The VA health care system was created for the unique needs of disabled veterans and, therefore, must be maintained. While private sector hospitals have administrative costs and profit motives, studies have shown that VA provides more cost-effective care than comparable private sector health care. Without VA, millions of veterans would be forced to rely on Medicare and Medicaid at substantially greater federal and state expense.
MYTH: The merits inherent in veterans' benefits will alone always ensure that Congress sufficiently funds veterans' programs.
REALITY: Over the years, Congress has authorized many beneficial VA health care programs and services for veterans. Unfortunately, sufficient funding to ensure these programs and services are readily accessible for veterans has not kept pace with demand for services. Keeping VA health care funding under a discretionary program forces veterans to unfairly compete with other programs for limited resources.

> Brief 1
In the VA health care passage, what would millions of veterans be forced to rely on without VA?
> Brief 2
Please write out the VA health care passage word for word, starting with "REALITY: Over the" and going on through "for limited resources.".
> Brief 3
Extend the VA health care passage from where it stops.

> Given information
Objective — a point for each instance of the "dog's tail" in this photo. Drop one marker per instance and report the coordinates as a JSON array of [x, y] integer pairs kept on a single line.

> Answer section 1
Medicare and Medicaid

> Answer section 2
REALITY: Over the years, Congress has authorized many beneficial VA health care programs and services for veterans. Unfortunately, sufficient funding to ensure these programs and services are readily accessible for veterans has not kept pace with demand for services. Keeping VA health care funding under a discretionary program forces veterans to unfairly compete with other programs for limited resources.

> Answer section 3
Funding for veterans benefits and health care services should be a top priority for Congress and this Administration. These costs are a continuing cost of national defense and war. Once the battlefields fall silent, veterans should not have to beg for benefits they have earned and rightfully deserve. A promise of benefits and services alone is not good enough. Approved programs must be sufficiently funded. As a nation, we must be willing to bear the costs of providing special benefits to such a unique group—those men and women who were willing, on behalf of all Americans, to serve in peace time and fight our wars to preserve our cherished freedoms and democratic values.
To assure the veterans medical care system is maintained as a top government priority, its funding should be mandatory to remove it from competition with politically popular but less meritorious projects and programs.
MYTH: We already have too many mandatory programs.
REALITY: The government is already providing mandatory funding for one class of veterans—longevity military retirees who are Medicare-eligible under TRICARE for Life, Public Law 106-398, enacted in October 2000. For fiscal year 2004, the Administration is proposing an entitlement program for military retirees under the age of 65, similar to the TRICARE for Life program.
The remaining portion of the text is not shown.